### Supplied material
○ ○ ○ ○

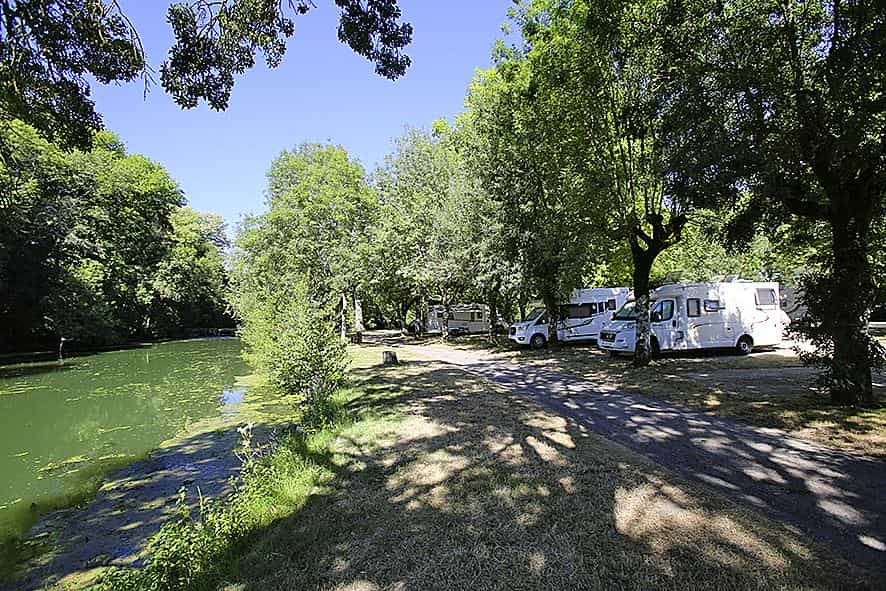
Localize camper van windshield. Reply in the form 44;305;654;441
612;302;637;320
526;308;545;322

○ ○ ○ ○

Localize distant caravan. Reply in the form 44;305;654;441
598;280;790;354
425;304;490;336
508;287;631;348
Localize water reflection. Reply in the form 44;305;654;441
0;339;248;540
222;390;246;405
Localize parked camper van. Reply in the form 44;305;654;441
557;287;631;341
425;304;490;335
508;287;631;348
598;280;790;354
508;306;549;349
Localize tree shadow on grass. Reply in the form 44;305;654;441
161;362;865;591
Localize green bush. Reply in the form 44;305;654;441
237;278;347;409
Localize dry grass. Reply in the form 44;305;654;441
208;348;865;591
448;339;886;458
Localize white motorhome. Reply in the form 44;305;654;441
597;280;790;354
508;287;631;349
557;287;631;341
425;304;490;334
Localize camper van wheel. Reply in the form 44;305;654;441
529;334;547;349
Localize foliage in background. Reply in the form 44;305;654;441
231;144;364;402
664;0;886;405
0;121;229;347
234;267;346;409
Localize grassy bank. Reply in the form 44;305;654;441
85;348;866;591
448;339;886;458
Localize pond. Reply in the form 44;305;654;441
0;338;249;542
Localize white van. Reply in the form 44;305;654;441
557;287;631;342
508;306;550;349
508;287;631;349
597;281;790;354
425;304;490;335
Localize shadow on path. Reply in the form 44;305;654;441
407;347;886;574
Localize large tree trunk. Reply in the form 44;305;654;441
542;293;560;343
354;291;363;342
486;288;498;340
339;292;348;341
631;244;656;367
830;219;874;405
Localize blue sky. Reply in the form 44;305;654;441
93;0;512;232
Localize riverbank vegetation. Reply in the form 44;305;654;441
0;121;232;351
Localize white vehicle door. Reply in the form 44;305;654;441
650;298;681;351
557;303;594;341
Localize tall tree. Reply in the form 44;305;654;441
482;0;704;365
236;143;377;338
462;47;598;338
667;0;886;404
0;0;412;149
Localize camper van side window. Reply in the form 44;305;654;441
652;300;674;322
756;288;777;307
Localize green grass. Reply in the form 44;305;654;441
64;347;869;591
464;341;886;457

○ ○ ○ ○

### Exercise details
Please render the records as a JSON list of strings, one string per line with blank lines left out, covering the lines between the one holding "Localize tree shadow" and the one holding "464;341;886;457", inclusive.

### Final answer
[
  "Localize tree shadow on grass. Reply in the form 44;305;654;441",
  "161;362;865;591",
  "Localize green bush. Reply in the form 44;305;654;441",
  "237;278;347;409",
  "Localize dry grass. Reply in the form 44;305;654;441",
  "208;348;865;591",
  "448;339;886;458",
  "Localize white motorhome. Reply in the form 44;305;654;441",
  "597;280;790;354",
  "508;287;631;349",
  "557;287;631;341",
  "425;304;490;334",
  "Localize camper van wheel. Reply in the form 44;305;654;441",
  "529;334;547;349",
  "Localize foliage in background. Reply in the form 44;305;654;441",
  "231;144;364;402",
  "664;0;886;405",
  "0;121;229;347",
  "234;267;346;409",
  "Localize grassy bank. Reply in the form 44;305;654;441",
  "85;348;866;591",
  "448;339;886;458",
  "Localize pond. Reply in the form 44;305;654;441",
  "0;338;249;542",
  "Localize white van. Reply in the form 44;305;654;441",
  "557;287;631;342",
  "508;306;550;349",
  "508;287;631;349",
  "597;281;790;354",
  "425;304;490;335",
  "Localize shadow on path. Reply in the form 44;305;654;441",
  "407;347;886;574",
  "Localize large tree trunk. Reply in the form 44;305;654;441",
  "542;293;560;343",
  "354;291;363;342",
  "486;288;498;340",
  "339;292;348;341",
  "631;244;656;367",
  "830;219;874;405",
  "Localize blue sky. Reply in the form 44;305;654;441",
  "93;0;512;232",
  "Localize riverbank vegetation. Reply in the form 44;305;654;441",
  "0;121;232;351",
  "Localize white vehicle door. Reply in the form 44;305;654;441",
  "650;298;681;351",
  "557;303;594;341",
  "Localize tall tree. Reply in the form 44;305;654;441",
  "482;0;704;365",
  "236;143;377;338",
  "462;47;598;338",
  "667;0;886;404",
  "0;0;412;149",
  "Localize camper van side window. Reply in the form 44;305;654;441",
  "652;300;674;322",
  "756;288;777;307",
  "Localize green grass. Reply in the form 44;305;654;441",
  "64;347;869;591",
  "464;341;886;457"
]